→ Task directions
Give these lines as a JSON list of strings, with one string per line and blank lines left out.

Saved entries
━━━━━━━━

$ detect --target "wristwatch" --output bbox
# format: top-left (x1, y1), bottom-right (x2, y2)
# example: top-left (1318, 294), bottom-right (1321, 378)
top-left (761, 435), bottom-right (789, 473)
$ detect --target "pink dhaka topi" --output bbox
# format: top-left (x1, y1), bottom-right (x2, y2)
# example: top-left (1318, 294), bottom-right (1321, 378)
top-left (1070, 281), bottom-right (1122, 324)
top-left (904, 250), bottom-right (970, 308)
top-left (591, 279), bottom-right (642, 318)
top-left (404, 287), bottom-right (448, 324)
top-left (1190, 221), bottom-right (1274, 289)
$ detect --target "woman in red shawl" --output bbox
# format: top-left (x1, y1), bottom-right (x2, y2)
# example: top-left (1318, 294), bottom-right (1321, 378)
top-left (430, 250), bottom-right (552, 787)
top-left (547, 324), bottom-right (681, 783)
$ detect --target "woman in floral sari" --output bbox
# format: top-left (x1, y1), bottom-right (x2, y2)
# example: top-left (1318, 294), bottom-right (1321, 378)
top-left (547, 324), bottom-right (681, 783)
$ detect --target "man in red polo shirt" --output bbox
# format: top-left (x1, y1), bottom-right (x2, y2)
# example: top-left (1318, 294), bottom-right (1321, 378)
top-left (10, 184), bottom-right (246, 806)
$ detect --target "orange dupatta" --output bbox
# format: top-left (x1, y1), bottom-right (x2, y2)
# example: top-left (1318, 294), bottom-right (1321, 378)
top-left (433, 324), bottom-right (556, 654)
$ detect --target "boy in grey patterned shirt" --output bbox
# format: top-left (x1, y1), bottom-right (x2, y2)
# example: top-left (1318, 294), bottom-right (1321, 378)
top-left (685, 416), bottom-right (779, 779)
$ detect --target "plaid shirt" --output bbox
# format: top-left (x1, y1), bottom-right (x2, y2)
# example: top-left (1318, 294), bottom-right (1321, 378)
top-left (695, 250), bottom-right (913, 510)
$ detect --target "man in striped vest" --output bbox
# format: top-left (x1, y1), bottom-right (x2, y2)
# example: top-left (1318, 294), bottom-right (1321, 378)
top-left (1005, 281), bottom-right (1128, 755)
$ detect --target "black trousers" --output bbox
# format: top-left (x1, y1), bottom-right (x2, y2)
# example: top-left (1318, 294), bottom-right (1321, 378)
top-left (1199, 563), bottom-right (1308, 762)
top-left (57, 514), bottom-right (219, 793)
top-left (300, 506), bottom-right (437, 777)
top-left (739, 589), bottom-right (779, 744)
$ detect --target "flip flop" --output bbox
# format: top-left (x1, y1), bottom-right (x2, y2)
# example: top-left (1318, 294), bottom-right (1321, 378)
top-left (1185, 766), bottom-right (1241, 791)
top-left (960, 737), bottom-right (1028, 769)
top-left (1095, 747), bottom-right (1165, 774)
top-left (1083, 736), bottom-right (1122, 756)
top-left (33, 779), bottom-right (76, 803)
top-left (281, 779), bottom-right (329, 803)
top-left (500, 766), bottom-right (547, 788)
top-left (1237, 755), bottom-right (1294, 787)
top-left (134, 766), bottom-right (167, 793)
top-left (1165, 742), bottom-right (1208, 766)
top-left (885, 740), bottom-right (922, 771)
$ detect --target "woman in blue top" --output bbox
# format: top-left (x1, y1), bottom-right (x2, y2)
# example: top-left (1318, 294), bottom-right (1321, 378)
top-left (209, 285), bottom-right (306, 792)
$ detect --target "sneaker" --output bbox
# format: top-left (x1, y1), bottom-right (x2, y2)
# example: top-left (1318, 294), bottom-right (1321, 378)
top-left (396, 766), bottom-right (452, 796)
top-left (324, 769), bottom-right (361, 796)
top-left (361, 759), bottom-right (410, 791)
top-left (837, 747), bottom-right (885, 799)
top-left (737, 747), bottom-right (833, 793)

━━━━━━━━

→ Answer
[
  "$ detect --target \"wristwatch\" --output bbox",
  "# format: top-left (x1, y1), bottom-right (x2, y2)",
  "# example: top-left (1318, 294), bottom-right (1321, 378)",
  "top-left (761, 435), bottom-right (789, 473)",
  "$ detect --target \"pink dhaka topi\" --output bbox",
  "# format: top-left (x1, y1), bottom-right (x2, y2)",
  "# example: top-left (1318, 294), bottom-right (1321, 378)",
  "top-left (1070, 281), bottom-right (1122, 324)",
  "top-left (904, 250), bottom-right (970, 308)",
  "top-left (591, 279), bottom-right (642, 318)",
  "top-left (404, 287), bottom-right (448, 324)",
  "top-left (1190, 221), bottom-right (1274, 289)",
  "$ detect --target \"woman in red shawl\" --output bbox",
  "# format: top-left (x1, y1), bottom-right (x2, y2)",
  "# example: top-left (1318, 294), bottom-right (1321, 378)",
  "top-left (430, 250), bottom-right (552, 787)",
  "top-left (547, 324), bottom-right (681, 783)",
  "$ detect --target \"woman in floral sari\" --output bbox",
  "# format: top-left (x1, y1), bottom-right (x2, y2)",
  "# example: top-left (1318, 294), bottom-right (1321, 378)",
  "top-left (547, 324), bottom-right (681, 783)",
  "$ detect --target \"man in red polo shirt\" --output bbox",
  "# format: top-left (x1, y1), bottom-right (x2, y2)",
  "# example: top-left (1318, 294), bottom-right (1321, 378)",
  "top-left (10, 184), bottom-right (246, 806)",
  "$ detect --target \"orange dupatta\" --output bbox",
  "# format: top-left (x1, y1), bottom-right (x2, y2)",
  "# example: top-left (1318, 294), bottom-right (1321, 378)",
  "top-left (433, 324), bottom-right (556, 654)",
  "$ detect --target \"boy in grey patterned shirt\" --output bbox",
  "# format: top-left (x1, y1), bottom-right (x2, y2)",
  "# example: top-left (1318, 294), bottom-right (1321, 378)",
  "top-left (685, 416), bottom-right (779, 779)",
  "$ detect --target \"plaid shirt\" --output bbox",
  "# format: top-left (x1, y1), bottom-right (x2, y2)",
  "# example: top-left (1318, 294), bottom-right (1321, 378)",
  "top-left (695, 250), bottom-right (913, 510)",
  "$ detect --target \"man in striped vest\" --output bbox",
  "# format: top-left (x1, y1), bottom-right (x2, y2)",
  "# example: top-left (1318, 294), bottom-right (1321, 378)",
  "top-left (1005, 281), bottom-right (1128, 755)",
  "$ detect --target \"black trousers\" --output bbox",
  "# format: top-left (x1, y1), bottom-right (x2, y2)",
  "# example: top-left (1318, 294), bottom-right (1321, 378)",
  "top-left (1199, 563), bottom-right (1308, 762)",
  "top-left (57, 514), bottom-right (219, 793)",
  "top-left (300, 506), bottom-right (437, 777)",
  "top-left (739, 589), bottom-right (779, 744)",
  "$ detect --target \"flip flop\" --output bbox",
  "# format: top-left (x1, y1), bottom-right (x2, y2)",
  "# example: top-left (1318, 294), bottom-right (1321, 378)",
  "top-left (1185, 766), bottom-right (1241, 791)",
  "top-left (960, 737), bottom-right (1028, 769)",
  "top-left (1095, 747), bottom-right (1165, 774)",
  "top-left (1083, 736), bottom-right (1122, 756)",
  "top-left (33, 779), bottom-right (76, 803)",
  "top-left (281, 779), bottom-right (329, 803)",
  "top-left (500, 766), bottom-right (547, 788)",
  "top-left (1237, 755), bottom-right (1294, 787)",
  "top-left (134, 766), bottom-right (167, 793)",
  "top-left (1165, 742), bottom-right (1208, 766)",
  "top-left (885, 740), bottom-right (922, 771)",
  "$ detect --target \"woman in blue top\" --output bbox",
  "# format: top-left (x1, y1), bottom-right (x2, y2)",
  "# example: top-left (1318, 294), bottom-right (1321, 378)",
  "top-left (209, 285), bottom-right (306, 792)",
  "$ detect --target \"sneaker\" --output bbox",
  "# format: top-left (x1, y1), bottom-right (x2, y2)",
  "# example: top-left (1318, 294), bottom-right (1321, 378)",
  "top-left (396, 766), bottom-right (452, 796)",
  "top-left (324, 769), bottom-right (361, 796)",
  "top-left (361, 759), bottom-right (410, 791)",
  "top-left (837, 747), bottom-right (885, 799)",
  "top-left (737, 747), bottom-right (833, 793)"
]